Source passage:
Mumofsix22's picture

Bio mum engages in alienation constantly. Bitter angry racist, befriending my ex husband (I am second spouse...) etc. you get bio and step daughter 8 have been on a wave past few weeks. My bio just said she's upset to go to bed as skid is deliberately annoying her and keeping her awake, and teenage skid (not here due to vile behaviour toward her dad last week) has told her their mum has said to do mean things to my daughter if she's mean. I asked how she is mean and she said... when she doesn't share a toy. This is typical behaviour that kids work on every day. How do I approach this strange behaviour of telling Sdaughter to do mean things to my bio in our own home? I don't want to call it a day cause of her but this is own home and safe place. Where does it end?!

Rags's picture

Make sure SD knows that you know, make sure SD knows clearly that her mother is a manipulative and toxic person who will not be allowed to put her toxicity in your home and family.   Make sure SD knows that she will not be allowed to abuse anyone in the home and if she does she will be punished.

Supplied records:

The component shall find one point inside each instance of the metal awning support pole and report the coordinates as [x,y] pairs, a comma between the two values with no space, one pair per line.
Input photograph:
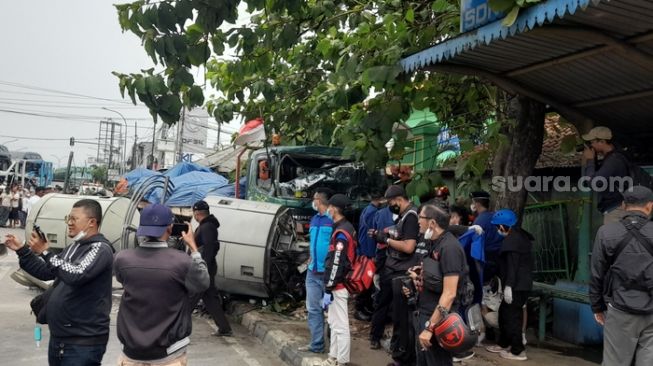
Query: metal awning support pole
[238,172]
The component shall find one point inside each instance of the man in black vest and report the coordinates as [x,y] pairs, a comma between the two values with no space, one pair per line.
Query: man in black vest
[206,237]
[621,286]
[401,245]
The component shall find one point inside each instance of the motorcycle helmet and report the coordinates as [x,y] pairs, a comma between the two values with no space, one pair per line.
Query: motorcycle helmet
[454,335]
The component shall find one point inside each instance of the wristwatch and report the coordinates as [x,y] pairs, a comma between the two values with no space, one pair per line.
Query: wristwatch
[429,327]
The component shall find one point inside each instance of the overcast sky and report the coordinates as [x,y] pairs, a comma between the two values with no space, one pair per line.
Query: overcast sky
[50,48]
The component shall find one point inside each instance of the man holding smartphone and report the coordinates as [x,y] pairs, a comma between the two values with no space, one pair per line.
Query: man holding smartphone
[206,237]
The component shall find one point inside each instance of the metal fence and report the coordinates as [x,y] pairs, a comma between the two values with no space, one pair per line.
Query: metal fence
[548,224]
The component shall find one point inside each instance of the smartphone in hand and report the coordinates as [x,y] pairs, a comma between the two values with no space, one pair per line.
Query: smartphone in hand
[178,228]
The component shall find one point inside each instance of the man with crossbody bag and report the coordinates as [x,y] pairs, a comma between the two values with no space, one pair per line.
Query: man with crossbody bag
[621,287]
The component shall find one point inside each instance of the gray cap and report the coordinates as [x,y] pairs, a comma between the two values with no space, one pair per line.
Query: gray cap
[395,191]
[638,195]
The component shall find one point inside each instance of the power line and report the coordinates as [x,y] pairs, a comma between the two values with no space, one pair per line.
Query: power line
[31,87]
[48,138]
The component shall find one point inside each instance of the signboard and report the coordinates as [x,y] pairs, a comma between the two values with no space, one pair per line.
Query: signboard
[475,14]
[113,174]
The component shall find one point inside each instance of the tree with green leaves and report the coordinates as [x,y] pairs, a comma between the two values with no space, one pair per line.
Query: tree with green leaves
[318,71]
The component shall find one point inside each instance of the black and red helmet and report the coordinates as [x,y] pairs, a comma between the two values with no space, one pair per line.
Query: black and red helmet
[454,335]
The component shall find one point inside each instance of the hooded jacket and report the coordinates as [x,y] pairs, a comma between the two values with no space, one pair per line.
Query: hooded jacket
[78,308]
[154,319]
[516,260]
[206,237]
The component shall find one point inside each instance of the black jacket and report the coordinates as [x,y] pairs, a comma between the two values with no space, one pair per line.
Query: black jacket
[341,255]
[633,263]
[614,164]
[206,237]
[516,260]
[79,306]
[154,319]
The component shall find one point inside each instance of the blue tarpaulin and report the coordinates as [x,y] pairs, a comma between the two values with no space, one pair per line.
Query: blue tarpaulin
[184,168]
[190,188]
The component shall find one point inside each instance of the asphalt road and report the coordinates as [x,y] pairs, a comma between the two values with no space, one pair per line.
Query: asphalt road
[17,346]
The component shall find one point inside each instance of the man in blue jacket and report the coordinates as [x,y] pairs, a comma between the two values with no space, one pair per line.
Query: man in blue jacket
[320,232]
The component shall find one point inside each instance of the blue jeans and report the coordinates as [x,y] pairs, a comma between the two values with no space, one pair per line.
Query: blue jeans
[66,354]
[314,295]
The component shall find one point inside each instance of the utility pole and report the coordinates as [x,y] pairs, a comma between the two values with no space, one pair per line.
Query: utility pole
[134,147]
[153,142]
[66,182]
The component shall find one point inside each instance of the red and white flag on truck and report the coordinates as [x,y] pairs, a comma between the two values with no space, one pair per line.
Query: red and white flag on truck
[252,131]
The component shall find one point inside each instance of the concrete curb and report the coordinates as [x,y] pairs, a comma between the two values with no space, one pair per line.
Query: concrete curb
[283,343]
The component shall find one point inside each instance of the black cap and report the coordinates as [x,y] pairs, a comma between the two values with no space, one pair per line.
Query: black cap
[395,191]
[201,206]
[638,195]
[339,200]
[479,195]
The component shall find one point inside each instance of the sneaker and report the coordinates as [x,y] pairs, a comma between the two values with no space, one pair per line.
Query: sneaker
[375,344]
[510,356]
[329,362]
[496,349]
[309,349]
[220,333]
[463,356]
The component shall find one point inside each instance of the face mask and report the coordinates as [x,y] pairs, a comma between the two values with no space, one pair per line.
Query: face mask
[80,235]
[428,235]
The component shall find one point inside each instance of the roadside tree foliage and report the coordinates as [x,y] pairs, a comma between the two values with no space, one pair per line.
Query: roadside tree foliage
[319,72]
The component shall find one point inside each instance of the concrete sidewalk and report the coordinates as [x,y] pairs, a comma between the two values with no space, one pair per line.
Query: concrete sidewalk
[285,334]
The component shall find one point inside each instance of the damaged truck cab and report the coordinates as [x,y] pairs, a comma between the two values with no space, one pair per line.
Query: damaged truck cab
[289,176]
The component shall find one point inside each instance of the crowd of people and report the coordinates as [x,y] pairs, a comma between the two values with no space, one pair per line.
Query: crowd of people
[16,202]
[431,261]
[76,307]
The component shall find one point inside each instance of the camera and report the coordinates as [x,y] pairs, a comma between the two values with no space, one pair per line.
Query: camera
[39,232]
[583,146]
[411,299]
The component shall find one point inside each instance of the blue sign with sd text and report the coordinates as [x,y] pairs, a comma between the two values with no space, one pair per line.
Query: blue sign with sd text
[475,14]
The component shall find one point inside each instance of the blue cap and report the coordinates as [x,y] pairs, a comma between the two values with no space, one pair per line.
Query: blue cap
[155,219]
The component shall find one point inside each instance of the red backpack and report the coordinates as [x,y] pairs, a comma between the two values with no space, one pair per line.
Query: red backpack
[361,275]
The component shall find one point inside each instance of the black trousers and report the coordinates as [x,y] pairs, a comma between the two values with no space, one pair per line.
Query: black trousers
[364,301]
[382,305]
[213,303]
[402,343]
[511,318]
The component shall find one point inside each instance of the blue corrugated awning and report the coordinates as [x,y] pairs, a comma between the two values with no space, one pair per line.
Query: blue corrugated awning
[527,20]
[590,60]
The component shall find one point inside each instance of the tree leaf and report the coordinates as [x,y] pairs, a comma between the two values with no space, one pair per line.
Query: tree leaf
[509,20]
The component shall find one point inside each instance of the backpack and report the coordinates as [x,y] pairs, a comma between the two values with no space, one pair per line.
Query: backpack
[361,274]
[639,176]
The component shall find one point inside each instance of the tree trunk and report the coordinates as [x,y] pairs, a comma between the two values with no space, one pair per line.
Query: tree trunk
[517,159]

Tasks:
a - From the parenting forum passage, translate this sentence into Spanish: "Make sure SD knows that she will not be allowed to abuse anyone in the home and if she does she will be punished."
b - Please write out the part of the parenting forum passage between "Rags's picture" and "will be punished.", inclusive.

Per-task outputs:
a - Asegúrate de que SD sepa que no se le permitirá maltratar a nadie en la casa y que, si lo hace, será castigada.

b -
Rags's picture

Make sure SD knows that you know, make sure SD knows clearly that her mother is a manipulative and toxic person who will not be allowed to put her toxicity in your home and family.   Make sure SD knows that she will not be allowed to abuse anyone in the home and if she does she will be punished.